READING TEXT:
BEGIN

A critical appraisal of the ECtHR with reference to the effects of the increased membership of the Council of Europe and the corresponding expansion of the Cour

The European Court of Human Rights: A Critical Appraisal

  1. Introduction

The European Court of Human Rights (ECtHR) was created for the purpose of putting method and order in the hearing of human rights complaints from Council of Europe member states. It’s mission is to enforce the European Convention for the Protection of Human Rights and Fundamental Freedoms, ratified in 1953.1 There have been beneficial changes as an outcome, and one of this is that countries found to have been amiss in their obligations under the Convention are duty bound to make their laws comply.2  On the other hand, there are many criticisms to the ECtHR’s procedures and jurisprudence with the member state’s national laws in tow.

To date, the Court  is  flooded with cases too numerous for normal load, some of which were said to take up to five years before being heard and there is much backlog. 3 For example, according to the Human Rights Information Bulletin, 4  between November 1, 2003 and February 29, 2004 the Court dealt with 7315 cases, of which 6255 were declared inadmissible.5

Along the principle of justice being denied when delayed, a group was commissioned to study how to improve the efficiency of the Court, and this resulted in an amendment to the European Convention for the Protection of Human Rights and Fundamental Freedoms or Protocol 14.6

Protocol 14 made a number of changes, subject to universal ratification by all Council of Europe member states.  One of these is that a single judge can decide whether a case is admissible where before, three judges decided. Moreover, the Committee of Ministers can ask the Court for an ‘interpretation’ of a judgement to help determine the best way a member state may comply with it. 7

Problems of inadmissibility and repetitions of cases was revealed at the European Ministerial Conference on Human Rights in November 2000.8 By 2003, some 60% of the 703 judgments given by the Court concerned were repetitive cases, and in the same year, 96% of applications considered were declared inadmissible.9  

Counter reviews on the jurisprudence and procedures of the ECtHR may be expected from member states due to challenges emanating primarily from the task of having to deal with multi-cultural dimensions including religion, and there are several.

As posed by Kirby, 10 it is the business of those in the legal field to strive for justice and ensure that there is harmony between the rules of law and the needs of justice. This means that what obtains with the ECtHR is largely the business of human rights lawyers. “Practical human rights achievements are secured, in large part, by political agitation, community activism and good lawyering,” Kirby said. In reports about  the ECtHR, or on topics that have to do with it, “lawyers have skills in legal analysis, in sifting facts, in expounding the applicable rules, finding infractions and in presenting observations about unacceptable practices,” and it is time to use them, he said. Goldston11 referred to this as social change litigation.

END

EXERCISE TASK:
Carry on the appraisal of the European Court of Human Rights from its last sentence, in the same voice.

RECORDS PROVIDED:
BEGIN

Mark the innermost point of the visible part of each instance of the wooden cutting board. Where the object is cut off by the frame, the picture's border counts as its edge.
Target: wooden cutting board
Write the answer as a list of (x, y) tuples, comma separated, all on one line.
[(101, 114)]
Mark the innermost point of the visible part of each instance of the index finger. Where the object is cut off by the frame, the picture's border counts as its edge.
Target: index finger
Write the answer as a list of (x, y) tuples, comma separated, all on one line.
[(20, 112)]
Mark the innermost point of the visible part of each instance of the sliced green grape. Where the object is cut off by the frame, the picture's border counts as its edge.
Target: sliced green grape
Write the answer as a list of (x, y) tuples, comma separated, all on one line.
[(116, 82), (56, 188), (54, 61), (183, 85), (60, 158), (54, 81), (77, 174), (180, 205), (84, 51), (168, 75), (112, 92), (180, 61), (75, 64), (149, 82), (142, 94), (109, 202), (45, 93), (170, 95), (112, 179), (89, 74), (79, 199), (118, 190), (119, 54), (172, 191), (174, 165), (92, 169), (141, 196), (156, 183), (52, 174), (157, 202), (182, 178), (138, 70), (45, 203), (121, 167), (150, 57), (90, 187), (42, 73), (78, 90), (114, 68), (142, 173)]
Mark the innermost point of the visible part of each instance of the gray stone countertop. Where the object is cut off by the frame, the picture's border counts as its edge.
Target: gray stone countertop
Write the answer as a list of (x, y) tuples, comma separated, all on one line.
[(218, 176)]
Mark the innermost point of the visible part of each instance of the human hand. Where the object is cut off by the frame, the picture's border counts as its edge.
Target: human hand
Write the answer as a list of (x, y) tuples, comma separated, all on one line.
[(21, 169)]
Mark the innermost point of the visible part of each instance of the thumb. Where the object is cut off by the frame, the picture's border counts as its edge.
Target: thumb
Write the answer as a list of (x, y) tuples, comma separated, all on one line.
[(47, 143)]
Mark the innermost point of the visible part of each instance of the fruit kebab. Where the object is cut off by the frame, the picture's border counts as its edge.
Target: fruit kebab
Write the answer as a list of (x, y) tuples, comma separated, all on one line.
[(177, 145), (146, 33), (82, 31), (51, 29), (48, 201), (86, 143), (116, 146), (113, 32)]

END

WRITTEN ANSWER:
  1. II.ECtHR and Advances

One of the advances made in the role of ECtHR as reported by Kirby 12 is in obliging the member states to align their laws into conformity with the European Convention on Human Rights. As an example, in Norris v Ireland, following a like decision in Dudgeon v United Kingdom, the ECtHR found that Senator Norris, by being penalized under Irish criminal law, making him liable to punishment for consensual adult homosexual conduct in private, had his rights violated with respect to his private life. As a result, Ireland reformed its criminal law in 1993, abolishing old offences and setting a non-discriminatory age (17) for lawful sexual conduct. 13

Article 3 and Article 5 are among those being reviewed by nation states with vigilance in the wake of renewed interest for human rights by citizens. Article 3 says, “No one shall be subjected to torture or to inhuman or degrading treatment or punishment.14 Article 5 is longer and involves the right to liberty and security of person, and contains provisions on rights regarding arrest.15

A listing of the activities of the Council of Europe anti-torture committee(CPT) shows that for the last half of 2005, they have been visiting places like Malta,  the Russian Federation, the United Kingdom,  Greece, Norway, Ukraine, United Kingdom ,  Moldova, Germany, Turkey, and Spain.. During these times too, they have published reports on Georgia, Austria, Malta, and Turkey. 16 These activities show promising interventions for international peace.

III. ECtHR and Drawbacks

  1. Admissibility criterion. The Amnesty International (AI) takes to task the proposal to add a new admissibility criterion as spelled out in new protocols. Particularly, AI is concerned that the provision to include a judge elected on behalf of the respondent state, if that state has contested the application of the expedited procedure, raises serious issues about the independence of the Court.17 According to AI, this is out of place in a human rights treaty.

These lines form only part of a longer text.